▶ Supplied passage:
>>>
Oh, Johnny… I forgot you were there. You may go now.

Birth Control Glasses… Classic!

Yeah, we all know my inner girly parts have left the party, so no need for birth control anything, but I’m getting these glasses, anyway.

Let me explain. See, I have an appointment at the Eye Clinic at the Veteran’s Outpatient Clinic in the first week of September. I’m going to get glasses there because I can, and I need them – not 24/7, but for watching movies and staring at computer screens for long periods of time, which I do (ahem) kind of a lot, being both a movie fanatic and a writer. My current state of “glasseslessness,” shall we say, has gone on long enough. I do have a pair at the moment, but the right-side lens is flawed… it fogs up spontaneously while I’m wearing them, so they’re pretty much useless. Has anyone else experienced this problem with their glasses?

Anyhow, I wasn’t even aware that I was eligible to get glasses from the V.A. until I attended the New Patient Orientation last month, and the presenter covered that topic as he navigated down through his informative Power-Point presentation. I almost missed it, because the subject came up while I was only listening with one ear. (My other ear was momentarily tuned in to my inner voice, which was busy wondering what we were going to have for lunch. I was hungry.)

I heard the venerable older Vet utter the words “eye exam,” and the word “glasses.” And then, as he casually continued on, he used a term I hadn’t heard in many years: “BCGs.”
<<<
▶ Data items:
>>>
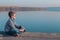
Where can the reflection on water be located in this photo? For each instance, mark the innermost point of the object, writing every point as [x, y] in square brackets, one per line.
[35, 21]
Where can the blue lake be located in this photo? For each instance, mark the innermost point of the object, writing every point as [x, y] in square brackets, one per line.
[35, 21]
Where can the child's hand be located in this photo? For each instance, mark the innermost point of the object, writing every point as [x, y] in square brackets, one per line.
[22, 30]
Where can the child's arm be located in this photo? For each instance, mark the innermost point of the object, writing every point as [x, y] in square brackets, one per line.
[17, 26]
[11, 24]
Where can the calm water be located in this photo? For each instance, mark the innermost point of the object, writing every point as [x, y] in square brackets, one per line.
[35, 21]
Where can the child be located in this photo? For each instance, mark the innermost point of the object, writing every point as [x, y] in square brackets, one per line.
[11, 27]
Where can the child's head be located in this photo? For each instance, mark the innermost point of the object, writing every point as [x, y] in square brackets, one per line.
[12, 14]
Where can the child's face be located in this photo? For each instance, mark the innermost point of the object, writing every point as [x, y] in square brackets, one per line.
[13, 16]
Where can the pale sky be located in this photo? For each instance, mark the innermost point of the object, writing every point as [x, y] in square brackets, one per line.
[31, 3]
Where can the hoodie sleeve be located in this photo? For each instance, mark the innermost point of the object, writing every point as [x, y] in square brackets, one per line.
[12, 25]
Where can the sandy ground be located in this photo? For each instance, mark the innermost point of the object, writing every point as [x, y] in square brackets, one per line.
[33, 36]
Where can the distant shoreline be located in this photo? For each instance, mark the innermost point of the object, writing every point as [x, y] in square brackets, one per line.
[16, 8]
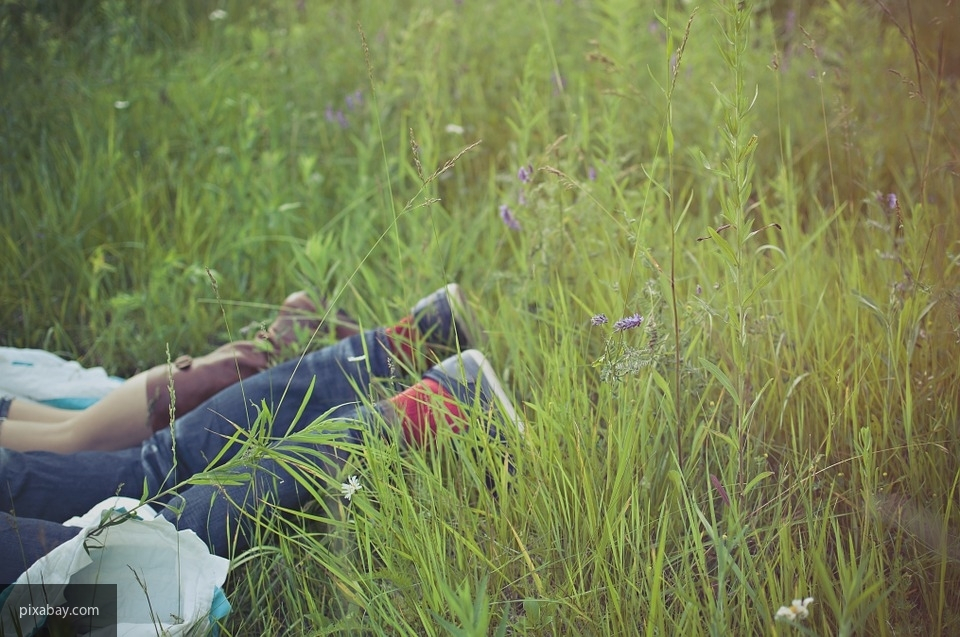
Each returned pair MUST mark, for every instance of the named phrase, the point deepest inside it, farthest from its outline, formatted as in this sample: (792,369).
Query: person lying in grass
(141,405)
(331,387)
<<<
>>>
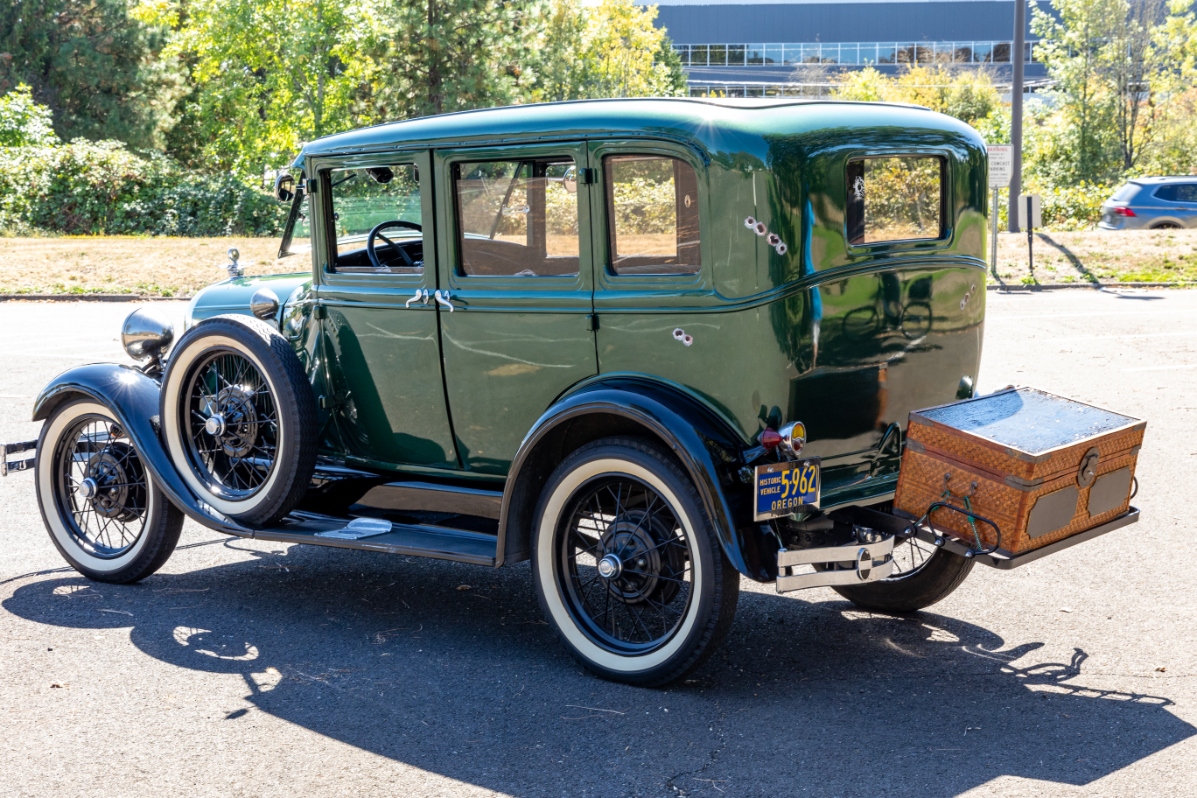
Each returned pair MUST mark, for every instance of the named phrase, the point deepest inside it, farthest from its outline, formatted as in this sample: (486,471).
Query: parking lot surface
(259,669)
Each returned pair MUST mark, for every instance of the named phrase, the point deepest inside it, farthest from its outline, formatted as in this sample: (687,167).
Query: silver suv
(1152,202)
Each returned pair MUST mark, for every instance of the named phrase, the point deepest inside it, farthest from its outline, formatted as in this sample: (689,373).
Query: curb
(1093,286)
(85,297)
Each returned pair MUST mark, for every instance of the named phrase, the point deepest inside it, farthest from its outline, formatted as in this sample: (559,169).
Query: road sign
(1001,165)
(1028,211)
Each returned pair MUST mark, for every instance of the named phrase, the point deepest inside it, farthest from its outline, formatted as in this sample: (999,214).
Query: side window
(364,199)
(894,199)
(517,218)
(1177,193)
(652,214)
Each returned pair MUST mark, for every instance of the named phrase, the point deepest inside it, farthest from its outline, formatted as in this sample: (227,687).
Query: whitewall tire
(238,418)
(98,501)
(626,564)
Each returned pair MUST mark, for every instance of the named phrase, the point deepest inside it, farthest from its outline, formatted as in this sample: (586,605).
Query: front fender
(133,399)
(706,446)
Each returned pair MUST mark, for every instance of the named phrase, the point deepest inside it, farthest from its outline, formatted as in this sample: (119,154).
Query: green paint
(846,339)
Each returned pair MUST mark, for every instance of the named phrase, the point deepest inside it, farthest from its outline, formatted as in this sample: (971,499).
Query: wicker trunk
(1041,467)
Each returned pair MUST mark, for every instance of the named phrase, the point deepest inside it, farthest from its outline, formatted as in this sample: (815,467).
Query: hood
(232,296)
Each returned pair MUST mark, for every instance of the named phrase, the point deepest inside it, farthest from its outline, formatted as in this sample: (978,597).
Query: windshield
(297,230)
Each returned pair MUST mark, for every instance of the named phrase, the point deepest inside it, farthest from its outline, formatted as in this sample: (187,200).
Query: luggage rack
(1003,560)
<<<
▶ Activities:
A – Answer these questions using the blog post about getting glasses from the V.A.:
(i) When is the writer's appointment at the Eye Clinic?
(ii) What is wrong with the writer's current pair of glasses?
(iii) At what event did the writer learn about being eligible for glasses from the V.A.?
B – Reproduce the stretch of the blog post about getting glasses from the V.A. from "Oh, Johnny… I" through "with their glasses?".
C – Continue the blog post about getting glasses from the V.A., beginning right after its last sentence.

▶ Answers in order:
A –
(i) The first week of September.
(ii) The right-side lens is flawed and fogs up spontaneously while they are being worn.
(iii) The New Patient Orientation last month.

B –
Oh, Johnny… I forgot you were there. You may go now.

Birth Control Glasses… Classic!

Yeah, we all know my inner girly parts have left the party, so no need for birth control anything, but I’m getting these glasses, anyway.

Let me explain. See, I have an appointment at the Eye Clinic at the Veteran’s Outpatient Clinic in the first week of September. I’m going to get glasses there because I can, and I need them – not 24/7, but for watching movies and staring at computer screens for long periods of time, which I do (ahem) kind of a lot, being both a movie fanatic and a writer. My current state of “glasseslessness,” shall we say, has gone on long enough. I do have a pair at the moment, but the right-side lens is flawed… it fogs up spontaneously while I’m wearing them, so they’re pretty much useless. Has anyone else experienced this problem with their glasses?

C –
It took a second for it to come back to me, but once it hit, I started laughing. I couldn’t contain it, and I instantly felt like a Bad Person for interrupting him. He paused… glanced my way… and burst out in laughter, as well! BCGs. Damn! I hadn’t thought of them in so long.

“You’re a Stormer, right?” he asked me, verifying that I was the Gulf War vet on his roster.

“Yes,” I said. The connection was made. Mutual laughter is a wonderful thing.

The military has acronyms for everything, and everything you need is provided as standard military-issue. If you need glasses, you’re issued glasses, and those glasses are known by the acronym “BCGs.” Birth Control Glasses.

The idea is that the glasses are so ugly, you won’t be able to get laid if you’re wearing them. It’s a joke, but “BCGs” is seriously what everyone in the Army calls them. It’s practically their official name, and that’s what’s so funny about it. All soldiers know what BCGs are… at least, they did during my time. I’m sure it’s still the case today. The Army is fairly change-resistant in many ways.

Depending on the era, BCG frames can be horn-rimmed or slightly squared-off, but they’re always large, thick and dark (either black or brown).

Callaghan was sitting there with me, and he was confused. Being French, he was thinking of tuberculosis. In French, “BCG” is the term for the tuberculosis vaccine (Le vaccin bilié de Calmette et Guérin).

 

French tuberculosis vaccine on the left, American military standard-issue glasses on the right. NOT UNLIKE.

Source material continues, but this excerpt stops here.